Reproduce the lines below verbatim, beginning with the first and stopping after the one that contains "132L43 144L44 116L71".
┌──
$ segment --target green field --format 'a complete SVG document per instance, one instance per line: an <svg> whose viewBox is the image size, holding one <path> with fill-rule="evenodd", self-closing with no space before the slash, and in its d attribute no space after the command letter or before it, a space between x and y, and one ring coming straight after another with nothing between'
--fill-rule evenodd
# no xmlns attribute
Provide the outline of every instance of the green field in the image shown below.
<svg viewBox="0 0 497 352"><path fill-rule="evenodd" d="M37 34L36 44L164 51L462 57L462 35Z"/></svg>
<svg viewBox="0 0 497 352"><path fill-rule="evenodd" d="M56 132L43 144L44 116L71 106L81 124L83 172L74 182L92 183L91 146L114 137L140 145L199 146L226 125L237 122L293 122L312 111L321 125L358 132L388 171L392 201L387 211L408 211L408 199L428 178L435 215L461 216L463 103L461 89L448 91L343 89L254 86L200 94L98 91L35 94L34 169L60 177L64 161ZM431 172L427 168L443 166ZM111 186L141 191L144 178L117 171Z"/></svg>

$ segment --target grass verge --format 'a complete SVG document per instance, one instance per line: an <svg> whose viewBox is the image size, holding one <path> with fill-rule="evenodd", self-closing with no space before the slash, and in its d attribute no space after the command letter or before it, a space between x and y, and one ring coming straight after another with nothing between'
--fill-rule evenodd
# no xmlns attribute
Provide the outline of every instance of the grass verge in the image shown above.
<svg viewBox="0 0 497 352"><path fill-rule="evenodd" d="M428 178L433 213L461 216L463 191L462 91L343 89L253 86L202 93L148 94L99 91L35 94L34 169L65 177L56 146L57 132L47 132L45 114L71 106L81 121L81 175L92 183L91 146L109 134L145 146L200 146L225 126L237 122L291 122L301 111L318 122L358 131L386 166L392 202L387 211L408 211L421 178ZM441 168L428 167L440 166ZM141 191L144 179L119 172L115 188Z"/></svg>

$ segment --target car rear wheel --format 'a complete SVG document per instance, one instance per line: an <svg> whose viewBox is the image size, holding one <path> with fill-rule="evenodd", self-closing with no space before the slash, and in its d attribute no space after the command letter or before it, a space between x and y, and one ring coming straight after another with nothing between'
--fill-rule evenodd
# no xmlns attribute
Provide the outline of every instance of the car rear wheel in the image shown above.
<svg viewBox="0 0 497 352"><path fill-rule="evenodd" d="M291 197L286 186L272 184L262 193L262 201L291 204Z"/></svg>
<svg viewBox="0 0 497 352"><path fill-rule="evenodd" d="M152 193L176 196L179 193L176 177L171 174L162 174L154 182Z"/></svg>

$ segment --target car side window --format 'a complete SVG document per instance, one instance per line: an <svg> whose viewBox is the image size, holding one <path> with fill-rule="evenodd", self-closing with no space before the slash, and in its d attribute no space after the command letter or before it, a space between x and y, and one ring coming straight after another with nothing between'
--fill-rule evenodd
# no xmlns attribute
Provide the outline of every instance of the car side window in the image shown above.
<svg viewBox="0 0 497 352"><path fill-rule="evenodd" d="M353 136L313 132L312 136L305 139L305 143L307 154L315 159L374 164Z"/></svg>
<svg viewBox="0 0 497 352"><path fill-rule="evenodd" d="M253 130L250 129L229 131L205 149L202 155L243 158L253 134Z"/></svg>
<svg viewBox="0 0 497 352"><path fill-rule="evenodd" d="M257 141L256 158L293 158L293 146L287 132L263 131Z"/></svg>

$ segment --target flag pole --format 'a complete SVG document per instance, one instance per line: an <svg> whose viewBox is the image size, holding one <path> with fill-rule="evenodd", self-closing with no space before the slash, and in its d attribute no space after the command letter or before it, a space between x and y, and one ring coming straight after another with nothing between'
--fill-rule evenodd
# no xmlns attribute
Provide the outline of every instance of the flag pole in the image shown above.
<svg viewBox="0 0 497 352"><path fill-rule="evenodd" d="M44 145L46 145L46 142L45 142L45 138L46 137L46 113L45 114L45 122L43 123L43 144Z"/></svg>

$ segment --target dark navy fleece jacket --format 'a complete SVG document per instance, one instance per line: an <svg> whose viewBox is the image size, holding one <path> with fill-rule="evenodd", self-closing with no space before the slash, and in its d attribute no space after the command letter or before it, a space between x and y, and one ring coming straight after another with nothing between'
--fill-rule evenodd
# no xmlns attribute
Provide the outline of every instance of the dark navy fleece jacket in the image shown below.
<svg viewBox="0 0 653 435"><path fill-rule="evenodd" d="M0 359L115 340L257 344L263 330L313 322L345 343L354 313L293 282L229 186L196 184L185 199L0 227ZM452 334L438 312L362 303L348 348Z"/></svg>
└──
> [Response to this task]
$ segment --target green field --format 'a complete SVG document per instance, one instance per line: an <svg> whose viewBox is the image size, holding one <path> with fill-rule="evenodd", self-closing with no space before the slash, and in its d attribute no space after the command letter or before it, a space between x and y, and one ring coming straight after another with nothing between'
--fill-rule evenodd
# no xmlns attribute
Provide the outline of every instance of the green field in the image shown below.
<svg viewBox="0 0 497 352"><path fill-rule="evenodd" d="M37 34L36 44L164 51L462 57L462 35Z"/></svg>
<svg viewBox="0 0 497 352"><path fill-rule="evenodd" d="M56 132L43 144L44 116L71 106L81 124L83 172L74 182L92 183L91 146L114 137L140 145L199 146L226 125L237 122L293 122L312 111L321 125L358 132L388 171L392 201L387 211L408 211L408 199L428 178L435 215L461 216L463 103L461 89L448 91L343 89L254 86L200 94L98 91L35 94L34 169L60 177L64 161ZM431 172L427 168L443 166ZM111 186L141 191L144 178L117 171Z"/></svg>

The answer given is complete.